= DATASET RECORDS =
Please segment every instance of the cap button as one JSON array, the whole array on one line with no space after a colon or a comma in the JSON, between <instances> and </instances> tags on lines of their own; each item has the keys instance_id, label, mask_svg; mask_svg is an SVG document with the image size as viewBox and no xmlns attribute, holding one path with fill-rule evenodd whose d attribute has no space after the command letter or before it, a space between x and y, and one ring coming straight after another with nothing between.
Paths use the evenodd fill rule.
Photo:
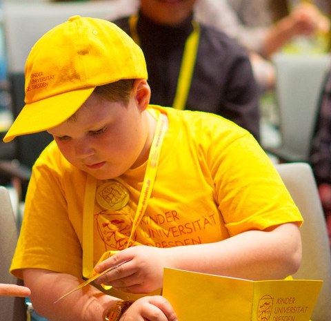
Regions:
<instances>
[{"instance_id":1,"label":"cap button","mask_svg":"<svg viewBox=\"0 0 331 321\"><path fill-rule=\"evenodd\" d=\"M81 18L81 16L79 15L72 16L68 19L68 20L69 21L73 21L74 20L77 20L77 19L80 19L80 18Z\"/></svg>"}]
</instances>

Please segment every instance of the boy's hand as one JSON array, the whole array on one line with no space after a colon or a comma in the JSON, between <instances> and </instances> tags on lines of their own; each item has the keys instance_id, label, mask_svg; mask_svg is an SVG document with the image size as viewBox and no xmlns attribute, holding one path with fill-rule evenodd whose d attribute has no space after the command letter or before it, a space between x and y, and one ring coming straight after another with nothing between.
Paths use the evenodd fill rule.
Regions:
<instances>
[{"instance_id":1,"label":"boy's hand","mask_svg":"<svg viewBox=\"0 0 331 321\"><path fill-rule=\"evenodd\" d=\"M124 313L121 320L126 321L177 321L169 302L162 296L146 296L138 299Z\"/></svg>"},{"instance_id":2,"label":"boy's hand","mask_svg":"<svg viewBox=\"0 0 331 321\"><path fill-rule=\"evenodd\" d=\"M17 296L25 298L30 296L31 291L29 288L17 284L6 284L0 283L0 296Z\"/></svg>"},{"instance_id":3,"label":"boy's hand","mask_svg":"<svg viewBox=\"0 0 331 321\"><path fill-rule=\"evenodd\" d=\"M167 255L166 250L143 245L122 250L97 265L94 271L101 273L119 263L128 262L98 278L94 282L112 285L132 293L148 293L161 289L163 267L170 266L170 256Z\"/></svg>"}]
</instances>

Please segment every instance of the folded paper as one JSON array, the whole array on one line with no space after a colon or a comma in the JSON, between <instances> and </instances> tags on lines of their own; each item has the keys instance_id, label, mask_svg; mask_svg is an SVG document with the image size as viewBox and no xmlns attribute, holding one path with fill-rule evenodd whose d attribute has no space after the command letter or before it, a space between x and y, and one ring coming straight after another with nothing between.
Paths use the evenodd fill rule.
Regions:
<instances>
[{"instance_id":1,"label":"folded paper","mask_svg":"<svg viewBox=\"0 0 331 321\"><path fill-rule=\"evenodd\" d=\"M179 321L309 321L323 281L252 281L165 268Z\"/></svg>"}]
</instances>

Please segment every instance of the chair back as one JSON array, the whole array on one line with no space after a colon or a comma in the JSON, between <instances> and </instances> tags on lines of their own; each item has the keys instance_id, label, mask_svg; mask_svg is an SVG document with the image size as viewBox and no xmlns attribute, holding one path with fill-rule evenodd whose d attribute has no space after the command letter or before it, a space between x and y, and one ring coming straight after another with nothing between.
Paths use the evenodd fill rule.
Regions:
<instances>
[{"instance_id":1,"label":"chair back","mask_svg":"<svg viewBox=\"0 0 331 321\"><path fill-rule=\"evenodd\" d=\"M285 162L308 162L330 55L274 55L281 144L266 150Z\"/></svg>"},{"instance_id":2,"label":"chair back","mask_svg":"<svg viewBox=\"0 0 331 321\"><path fill-rule=\"evenodd\" d=\"M0 186L0 283L21 285L22 282L9 273L19 231L8 191L3 186ZM24 320L26 311L24 298L0 296L0 321Z\"/></svg>"},{"instance_id":3,"label":"chair back","mask_svg":"<svg viewBox=\"0 0 331 321\"><path fill-rule=\"evenodd\" d=\"M307 163L275 165L303 217L303 257L294 279L323 280L312 315L313 321L331 320L331 249L326 223L312 168Z\"/></svg>"}]
</instances>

= TASK GOAL =
Drop the images and quote the entries word for word.

= THE ANSWER =
Please segment every instance of the cap button as one JSON array, the whole array on one line with no space after a colon or a comma in the JSON, between <instances> and </instances> tags on lines of their own; each item has the keys instance_id, label, mask_svg; mask_svg is an SVG document with the image size as viewBox and no xmlns attribute, holding one path with fill-rule evenodd whose d attribute has no space after the command letter or before it, a space between x and y, and one ring coming straight after another with nothing between.
Paths use the evenodd fill rule.
Photo:
Regions:
<instances>
[{"instance_id":1,"label":"cap button","mask_svg":"<svg viewBox=\"0 0 331 321\"><path fill-rule=\"evenodd\" d=\"M81 18L81 16L79 15L72 16L68 19L68 20L69 21L73 21L74 20L77 20L77 19L80 19L80 18Z\"/></svg>"}]
</instances>

Please segment every instance of the boy's hand as one JSON array, the whole array on one line with no space after a colon or a comma in the JSON, between <instances> and </instances> tags on lines of their own; each item has the keys instance_id, label, mask_svg; mask_svg is an SVG document with the image size as viewBox and no xmlns attribute, holding one path with fill-rule evenodd whose d attribute has no space after the command letter or before it, a space between x and y, and one ring coming straight after another with nothing between.
Paths use the evenodd fill rule.
Regions:
<instances>
[{"instance_id":1,"label":"boy's hand","mask_svg":"<svg viewBox=\"0 0 331 321\"><path fill-rule=\"evenodd\" d=\"M124 313L121 320L126 321L177 321L169 302L162 296L146 296L138 299Z\"/></svg>"},{"instance_id":2,"label":"boy's hand","mask_svg":"<svg viewBox=\"0 0 331 321\"><path fill-rule=\"evenodd\" d=\"M17 296L25 298L30 296L31 291L29 288L17 284L6 284L0 283L0 296Z\"/></svg>"},{"instance_id":3,"label":"boy's hand","mask_svg":"<svg viewBox=\"0 0 331 321\"><path fill-rule=\"evenodd\" d=\"M167 255L166 250L143 245L122 250L97 265L94 271L101 273L119 263L128 262L98 278L94 282L112 285L132 293L148 293L161 289L163 267L170 266L170 256Z\"/></svg>"}]
</instances>

Please segment every instance of the folded paper as one JSON array, the whole array on one line with no space after a colon or a comma in the JSON, between <instances> and </instances> tags on lines of their own; each item has the keys instance_id, label, mask_svg; mask_svg is an SVG document with the image size as viewBox and no xmlns attribute, holding one path with fill-rule evenodd whose d attribute has no space after the command letter or before it, a space between x and y, and one ring coming straight after another with nothing between.
Paths use the evenodd fill rule.
Regions:
<instances>
[{"instance_id":1,"label":"folded paper","mask_svg":"<svg viewBox=\"0 0 331 321\"><path fill-rule=\"evenodd\" d=\"M179 321L309 321L323 281L252 281L165 268Z\"/></svg>"}]
</instances>

Please segment every instance of the chair back as one JSON array, the whole array on one line with no space after a colon or a comma in the JSON, between <instances> and </instances> tags on lines of their own; each item has the keys instance_id, label, mask_svg; mask_svg is an SVG document with the image size as viewBox and no xmlns attribute, holding one path with fill-rule evenodd whose d attribute has no space after the command letter or before it, a space between x and y, and one ring coming straight after another with nothing between.
Paths use the evenodd fill rule.
Regions:
<instances>
[{"instance_id":1,"label":"chair back","mask_svg":"<svg viewBox=\"0 0 331 321\"><path fill-rule=\"evenodd\" d=\"M285 162L308 162L330 55L274 55L281 144L266 150Z\"/></svg>"},{"instance_id":2,"label":"chair back","mask_svg":"<svg viewBox=\"0 0 331 321\"><path fill-rule=\"evenodd\" d=\"M0 186L0 283L21 285L22 282L9 273L19 231L8 191L3 186ZM24 320L26 311L24 298L0 296L0 321Z\"/></svg>"},{"instance_id":3,"label":"chair back","mask_svg":"<svg viewBox=\"0 0 331 321\"><path fill-rule=\"evenodd\" d=\"M307 163L275 165L303 217L303 257L294 279L323 280L312 315L313 321L331 320L331 249L326 223L312 168Z\"/></svg>"}]
</instances>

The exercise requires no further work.